Start of EXTRACTED DATA

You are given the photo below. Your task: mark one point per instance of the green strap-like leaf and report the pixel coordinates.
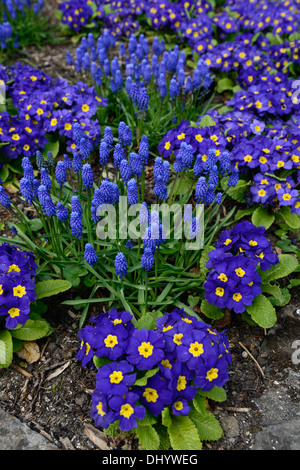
(262, 312)
(287, 264)
(207, 425)
(32, 330)
(148, 437)
(51, 287)
(183, 434)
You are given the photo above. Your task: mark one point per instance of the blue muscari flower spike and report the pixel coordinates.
(87, 176)
(213, 176)
(158, 168)
(108, 136)
(233, 178)
(76, 205)
(218, 198)
(198, 166)
(68, 161)
(181, 77)
(188, 85)
(125, 171)
(162, 85)
(121, 265)
(173, 89)
(166, 174)
(200, 190)
(129, 244)
(35, 187)
(4, 198)
(40, 161)
(77, 132)
(106, 67)
(85, 147)
(121, 128)
(42, 195)
(128, 85)
(225, 163)
(143, 99)
(211, 160)
(122, 49)
(186, 154)
(50, 209)
(127, 136)
(194, 228)
(113, 85)
(136, 164)
(209, 195)
(90, 254)
(45, 179)
(160, 189)
(119, 79)
(61, 212)
(178, 164)
(61, 172)
(147, 259)
(144, 149)
(119, 155)
(132, 192)
(155, 46)
(144, 215)
(50, 159)
(86, 61)
(69, 58)
(76, 225)
(27, 190)
(103, 152)
(77, 165)
(94, 69)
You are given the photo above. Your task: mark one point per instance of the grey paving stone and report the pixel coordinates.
(15, 435)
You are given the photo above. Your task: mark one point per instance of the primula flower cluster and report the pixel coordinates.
(185, 354)
(45, 105)
(17, 284)
(233, 280)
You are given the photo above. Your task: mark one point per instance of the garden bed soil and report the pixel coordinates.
(53, 394)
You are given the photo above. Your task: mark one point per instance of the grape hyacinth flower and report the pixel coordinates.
(90, 254)
(87, 176)
(121, 265)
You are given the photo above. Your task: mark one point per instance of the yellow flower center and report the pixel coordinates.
(14, 268)
(237, 296)
(220, 291)
(110, 341)
(146, 349)
(126, 410)
(181, 383)
(177, 337)
(100, 409)
(212, 374)
(19, 291)
(223, 277)
(116, 377)
(240, 272)
(151, 395)
(178, 405)
(196, 349)
(14, 312)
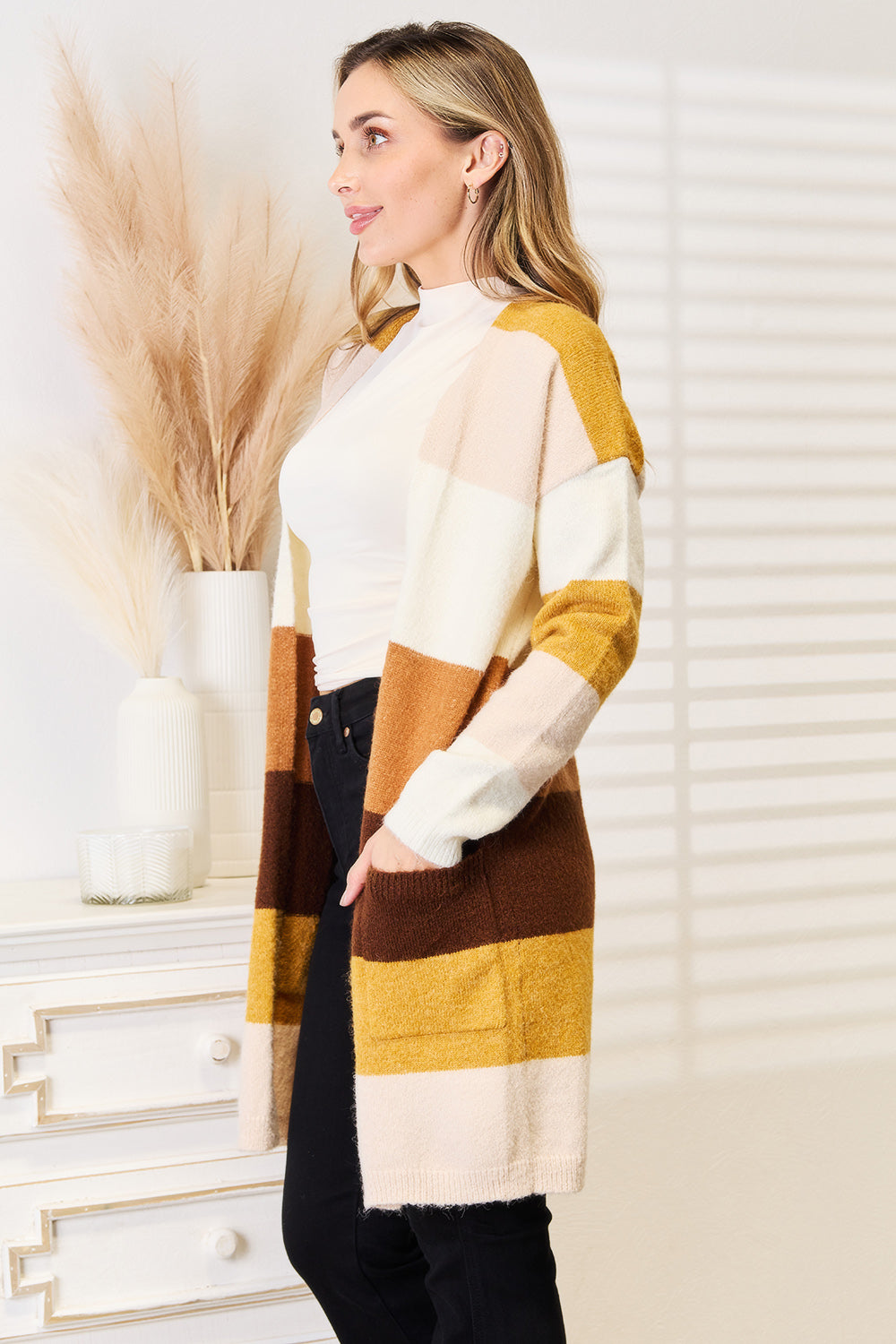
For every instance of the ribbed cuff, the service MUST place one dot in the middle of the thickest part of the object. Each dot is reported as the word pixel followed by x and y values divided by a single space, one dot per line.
pixel 422 839
pixel 517 1180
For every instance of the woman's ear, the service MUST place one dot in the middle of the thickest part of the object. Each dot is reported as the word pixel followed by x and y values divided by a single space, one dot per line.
pixel 487 156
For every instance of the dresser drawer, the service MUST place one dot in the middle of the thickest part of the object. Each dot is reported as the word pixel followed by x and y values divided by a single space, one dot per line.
pixel 120 1048
pixel 147 1245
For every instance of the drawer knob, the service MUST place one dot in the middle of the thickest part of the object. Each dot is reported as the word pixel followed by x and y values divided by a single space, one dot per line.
pixel 220 1048
pixel 223 1242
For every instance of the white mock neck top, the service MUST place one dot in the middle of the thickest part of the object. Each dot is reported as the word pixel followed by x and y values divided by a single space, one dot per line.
pixel 344 486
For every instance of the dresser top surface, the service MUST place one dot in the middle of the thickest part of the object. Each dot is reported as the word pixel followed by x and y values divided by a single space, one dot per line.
pixel 54 905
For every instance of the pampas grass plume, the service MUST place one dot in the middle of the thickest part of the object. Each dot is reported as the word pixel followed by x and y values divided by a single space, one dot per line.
pixel 209 339
pixel 96 530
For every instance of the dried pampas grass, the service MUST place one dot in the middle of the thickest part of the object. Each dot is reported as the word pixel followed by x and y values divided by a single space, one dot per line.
pixel 207 340
pixel 97 532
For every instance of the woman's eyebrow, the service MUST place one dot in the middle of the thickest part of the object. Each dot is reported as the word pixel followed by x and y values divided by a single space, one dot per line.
pixel 357 123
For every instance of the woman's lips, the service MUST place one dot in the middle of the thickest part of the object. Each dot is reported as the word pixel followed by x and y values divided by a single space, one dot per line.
pixel 362 218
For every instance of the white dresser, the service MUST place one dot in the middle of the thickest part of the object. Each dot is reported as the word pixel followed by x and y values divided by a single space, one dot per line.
pixel 128 1214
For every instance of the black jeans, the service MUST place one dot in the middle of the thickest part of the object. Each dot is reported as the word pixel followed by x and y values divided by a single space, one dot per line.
pixel 465 1274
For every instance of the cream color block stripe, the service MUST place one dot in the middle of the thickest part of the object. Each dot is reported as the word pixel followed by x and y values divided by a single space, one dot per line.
pixel 535 730
pixel 590 529
pixel 473 546
pixel 524 733
pixel 257 1112
pixel 454 1145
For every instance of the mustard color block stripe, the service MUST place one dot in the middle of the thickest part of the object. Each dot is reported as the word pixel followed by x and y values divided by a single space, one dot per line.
pixel 279 965
pixel 591 626
pixel 481 1008
pixel 590 371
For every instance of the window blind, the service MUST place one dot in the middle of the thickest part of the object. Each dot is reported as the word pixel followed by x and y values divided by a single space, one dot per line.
pixel 739 784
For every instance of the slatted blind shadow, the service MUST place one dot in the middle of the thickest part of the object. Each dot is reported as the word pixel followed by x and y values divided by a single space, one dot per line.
pixel 739 785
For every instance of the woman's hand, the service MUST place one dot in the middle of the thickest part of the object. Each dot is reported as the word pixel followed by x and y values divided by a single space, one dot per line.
pixel 386 852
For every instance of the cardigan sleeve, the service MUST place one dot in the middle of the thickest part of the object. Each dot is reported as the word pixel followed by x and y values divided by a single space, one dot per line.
pixel 589 551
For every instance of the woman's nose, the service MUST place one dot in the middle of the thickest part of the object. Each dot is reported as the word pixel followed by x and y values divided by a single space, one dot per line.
pixel 340 177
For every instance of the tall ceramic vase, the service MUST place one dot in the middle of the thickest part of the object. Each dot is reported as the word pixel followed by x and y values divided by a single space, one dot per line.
pixel 225 644
pixel 161 763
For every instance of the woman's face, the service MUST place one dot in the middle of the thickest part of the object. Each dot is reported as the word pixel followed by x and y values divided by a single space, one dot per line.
pixel 400 179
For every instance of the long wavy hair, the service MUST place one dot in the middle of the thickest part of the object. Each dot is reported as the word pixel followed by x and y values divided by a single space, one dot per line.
pixel 469 82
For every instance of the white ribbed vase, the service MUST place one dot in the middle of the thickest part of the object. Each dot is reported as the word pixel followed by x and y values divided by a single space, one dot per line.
pixel 161 763
pixel 225 645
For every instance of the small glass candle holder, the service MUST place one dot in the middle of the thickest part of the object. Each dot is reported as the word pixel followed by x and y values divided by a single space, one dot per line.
pixel 134 866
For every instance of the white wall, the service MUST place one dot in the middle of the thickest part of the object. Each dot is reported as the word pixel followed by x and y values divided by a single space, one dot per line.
pixel 740 1185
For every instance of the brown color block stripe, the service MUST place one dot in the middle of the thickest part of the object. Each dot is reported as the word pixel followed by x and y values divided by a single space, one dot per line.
pixel 281 699
pixel 495 894
pixel 482 1008
pixel 296 857
pixel 290 685
pixel 591 616
pixel 590 371
pixel 444 695
pixel 301 564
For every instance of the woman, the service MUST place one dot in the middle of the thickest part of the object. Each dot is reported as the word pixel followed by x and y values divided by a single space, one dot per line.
pixel 470 570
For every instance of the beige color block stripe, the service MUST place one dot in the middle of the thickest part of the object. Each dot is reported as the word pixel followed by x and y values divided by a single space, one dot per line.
pixel 476 550
pixel 590 371
pixel 285 1043
pixel 479 1008
pixel 484 453
pixel 461 1153
pixel 535 731
pixel 590 529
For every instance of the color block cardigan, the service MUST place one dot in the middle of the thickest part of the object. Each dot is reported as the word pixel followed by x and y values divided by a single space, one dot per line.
pixel 517 615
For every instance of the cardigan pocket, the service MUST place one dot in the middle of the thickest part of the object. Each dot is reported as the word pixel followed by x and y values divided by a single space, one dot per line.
pixel 432 961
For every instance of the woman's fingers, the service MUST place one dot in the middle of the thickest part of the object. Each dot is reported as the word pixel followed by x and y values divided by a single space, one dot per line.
pixel 383 851
pixel 357 875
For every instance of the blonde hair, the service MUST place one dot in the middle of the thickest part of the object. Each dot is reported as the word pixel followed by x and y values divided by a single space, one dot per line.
pixel 470 82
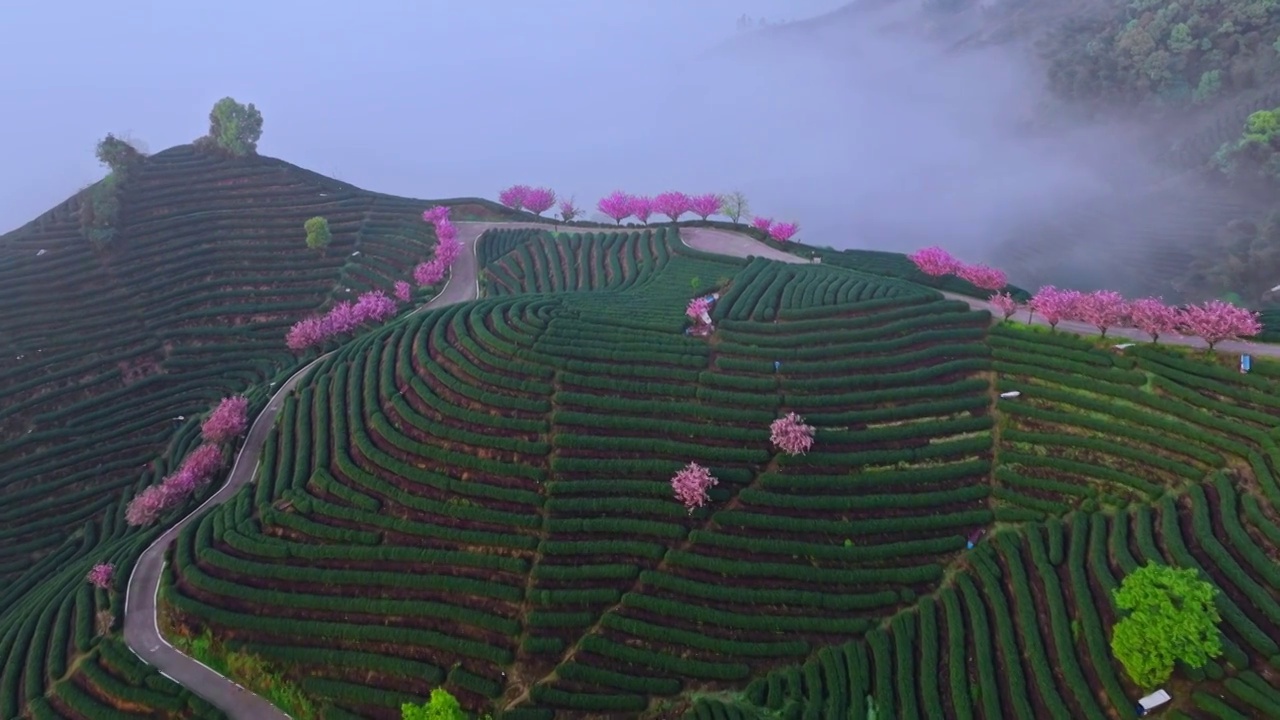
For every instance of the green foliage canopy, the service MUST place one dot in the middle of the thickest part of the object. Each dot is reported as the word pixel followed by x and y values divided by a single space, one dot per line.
pixel 1170 618
pixel 1165 51
pixel 1257 151
pixel 117 154
pixel 234 128
pixel 442 706
pixel 318 233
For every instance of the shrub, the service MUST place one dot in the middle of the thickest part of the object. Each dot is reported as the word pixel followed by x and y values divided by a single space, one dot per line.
pixel 318 233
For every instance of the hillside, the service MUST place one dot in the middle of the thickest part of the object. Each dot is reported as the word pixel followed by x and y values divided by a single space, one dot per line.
pixel 110 356
pixel 478 495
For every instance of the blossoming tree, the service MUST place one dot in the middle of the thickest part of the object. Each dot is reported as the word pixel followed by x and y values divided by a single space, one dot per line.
pixel 690 486
pixel 616 205
pixel 672 204
pixel 227 422
pixel 935 261
pixel 705 205
pixel 1152 317
pixel 1216 320
pixel 538 200
pixel 790 434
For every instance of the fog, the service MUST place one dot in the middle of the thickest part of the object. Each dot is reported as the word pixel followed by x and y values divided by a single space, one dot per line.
pixel 868 137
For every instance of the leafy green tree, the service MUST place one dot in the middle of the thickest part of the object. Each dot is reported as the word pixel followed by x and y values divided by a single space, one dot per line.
pixel 234 128
pixel 318 233
pixel 1170 618
pixel 117 154
pixel 442 706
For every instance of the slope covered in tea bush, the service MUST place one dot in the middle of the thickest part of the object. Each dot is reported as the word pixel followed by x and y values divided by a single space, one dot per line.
pixel 480 499
pixel 106 359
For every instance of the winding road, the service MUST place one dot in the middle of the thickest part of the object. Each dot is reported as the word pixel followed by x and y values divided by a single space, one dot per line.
pixel 141 624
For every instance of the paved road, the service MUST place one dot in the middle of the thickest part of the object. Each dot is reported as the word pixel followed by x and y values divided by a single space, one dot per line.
pixel 141 629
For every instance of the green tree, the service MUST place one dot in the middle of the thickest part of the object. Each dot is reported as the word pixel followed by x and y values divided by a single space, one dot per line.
pixel 442 706
pixel 318 233
pixel 234 128
pixel 734 205
pixel 1170 618
pixel 117 154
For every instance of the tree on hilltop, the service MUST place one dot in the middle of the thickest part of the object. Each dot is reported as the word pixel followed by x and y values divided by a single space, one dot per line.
pixel 442 706
pixel 1170 618
pixel 234 128
pixel 117 154
pixel 734 205
pixel 318 233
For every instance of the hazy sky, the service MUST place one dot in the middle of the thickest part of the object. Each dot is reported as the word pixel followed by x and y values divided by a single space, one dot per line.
pixel 864 137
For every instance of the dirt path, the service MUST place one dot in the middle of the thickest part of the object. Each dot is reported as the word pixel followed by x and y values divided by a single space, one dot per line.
pixel 141 627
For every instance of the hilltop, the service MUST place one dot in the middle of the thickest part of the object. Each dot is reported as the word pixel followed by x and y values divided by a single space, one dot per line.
pixel 478 493
pixel 109 356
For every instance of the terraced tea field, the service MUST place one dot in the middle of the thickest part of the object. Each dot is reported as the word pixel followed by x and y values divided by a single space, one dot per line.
pixel 108 359
pixel 480 499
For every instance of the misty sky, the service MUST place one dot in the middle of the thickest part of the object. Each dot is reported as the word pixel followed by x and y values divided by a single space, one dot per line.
pixel 863 137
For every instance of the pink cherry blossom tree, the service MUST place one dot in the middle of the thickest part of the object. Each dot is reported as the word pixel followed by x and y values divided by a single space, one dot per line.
pixel 428 273
pixel 305 333
pixel 147 505
pixel 1216 320
pixel 983 277
pixel 446 231
pixel 790 434
pixel 375 306
pixel 1055 305
pixel 538 200
pixel 1152 317
pixel 341 319
pixel 568 210
pixel 690 486
pixel 1006 304
pixel 705 205
pixel 671 204
pixel 1104 309
pixel 437 214
pixel 784 232
pixel 935 261
pixel 448 250
pixel 616 205
pixel 227 422
pixel 100 577
pixel 641 206
pixel 515 196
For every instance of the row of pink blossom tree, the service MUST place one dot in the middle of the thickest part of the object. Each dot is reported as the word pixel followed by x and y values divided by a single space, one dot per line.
pixel 621 205
pixel 691 482
pixel 1212 322
pixel 447 247
pixel 224 424
pixel 538 200
pixel 936 261
pixel 375 306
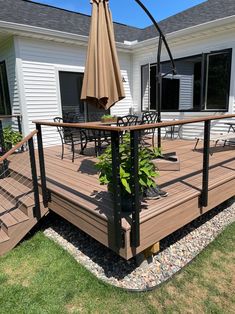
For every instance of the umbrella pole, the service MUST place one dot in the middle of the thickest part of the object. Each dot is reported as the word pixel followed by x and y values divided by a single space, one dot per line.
pixel 159 90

End of EXTRACTED DATA

* [TASK INSTRUCTIONS] Reproduce exactly the lines from the one with "For every instance of the row" to the bottom of the listing, both ends included, and nothing else. Skip the pictures.

* [RESULT OF THE EXERCISE]
For every instance of the row of pink blossom tree, the service MUST place one dot in the middle of the thickest part of the object. Each dot is reported as the word pixel followed by x and y values divided by a single space, one dot per line.
pixel 621 205
pixel 691 482
pixel 1212 322
pixel 447 247
pixel 224 424
pixel 538 200
pixel 936 261
pixel 375 306
For every instance of the umbrella pole, the service MUST place one dot in the middle of the thickest part of the object. Each dot is reported as the word pixel followed by x and y values divided by a single space, one dot per line.
pixel 159 90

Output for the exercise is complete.